[PROBLEM 1]:
Rewrite the voting-rights passage, beginning at the words "Influence districts also" and stopping after "is a co-sponsor.", with "the legislature" in place of "Congress".
[PROBLEM 2]:
Extend the voting-rights passage with the paragraphs that would come next after its final sentence, keeping its argumentative tone.

[[ EXCERPTED TEXT, beginning ]]

The Justice Department earned a rebuke from the Supreme Court in 1995 for insisting that Georgia, among other states, adopt a racial gerrymander of its congressional districts so extreme as to violate the Constitution’s equal protection clause. The George H.W. Bush Justice Department, in its alliance of convenience with the civil-rights lobby, had pushed for such racial gerrymanders. But Republicans should beware what the next Democratic president’s Justice Department might do, especially with some of the pending amendments.

One would overrule a 2003 Supreme Court decision to bar states from replacing any of their existing majority-minority districts — safe seats for black or Hispanic politicians — with districts that are more racially integrated. This despite strong evidence that more-integrated districts would be better both for minority voters and for attaining what Rep. John Lewis, D-Ga., a civil-rights icon, once called the goal of a community "where we would be able to forget about race and color, and see people as people, as human beings, just as citizens."

Justice Sandra Day O’Connor quoted Lewis’s words in her majority opinion in the 2003 ruling Georgia v. Ashcroft. She added that a central purpose of the Voting Rights Act was "to foster our transformation to a society that is no longer fixated on race." Accordingly, she held that a state may, if it chooses, reduce the number of majority-minority districts in order to increase overall minority voting power by creating larger numbers of more-integrated "influence districts." Those are districts controlled by coalitions of minority and white Democrats.

Influence districts also tend to be more competitive and to choose candidates who are more moderate than the extreme liberals who tend to dominate majority-minority districts and the extreme conservatives who tend to dominate "bleached" suburban districts.

But now Congress is poised to require more segregated districts, and thus to enhance both our fixation on race and our ideological polarization. John Lewis — who has sadly let party loyalty and solidarity with racialist allies trump his nobler principles — is a co-sponsor.

[[ EXCERPTED TEXT, end ]]
[[ SUPPLIED MATERIAL, beginning ]]

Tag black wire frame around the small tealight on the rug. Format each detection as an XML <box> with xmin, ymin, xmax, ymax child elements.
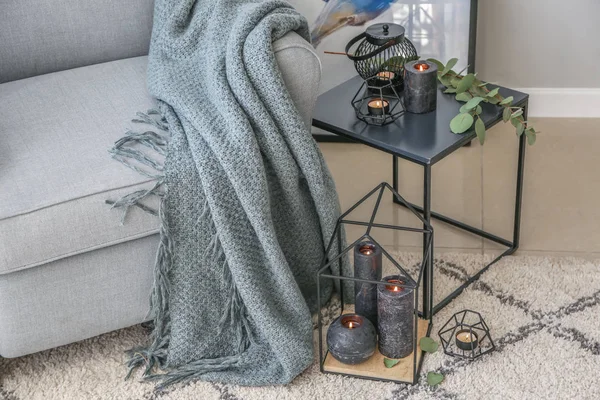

[[ SUPPLIED MATERIAL, end ]]

[TASK RESPONSE 1]:
Influence districts also tend to be more competitive and to choose candidates who are more moderate than the extreme liberals who tend to dominate majority-minority districts and the extreme conservatives who tend to dominate "bleached" suburban districts.

But now the legislature is poised to require more segregated districts, and thus to enhance both our fixation on race and our ideological polarization. John Lewis — who has sadly let party loyalty and solidarity with racialist allies trump his nobler principles — is a co-sponsor.

[TASK RESPONSE 2]:
Other pending amendments to Section 5 would effectively overrule two other Supreme Court decisions, in 1997 and 2000, by allowing Justice Department officials to veto any change in voting rules that they subjectively label unfair to minorities, even if the change leaves minority voters no worse off than before. This would make it especially easy for Justice Department officials to devise pretexts for grinding partisan axes.

Which brings us back to why House Republicans may be in for a surprise if they hope to reap the same political gains that they did in the 1990s from helping the civil-rights lobby create majority-minority districts.

Once Democrats win the presidency, they will have the motive, the means, and the opportunity to stick it to Republicans by manipulating the Justice Department’s enlarged power over state and local voting rules in the nine covered states — all of them red. And Democrats have become more adept since the 1990s at creating fairly safe seats for black and Hispanic Democrats without making the adjacent suburban districts safe for Republicans.

So by casting aside their supposed color-blind principles in pursuit of political self-preservation, among other sins, Republicans may be paving the way for their own return to permanent minority status, at least in the House.

This they richly deserve, for many a reason. I wish that I could be confident that a Democratic majority will be better.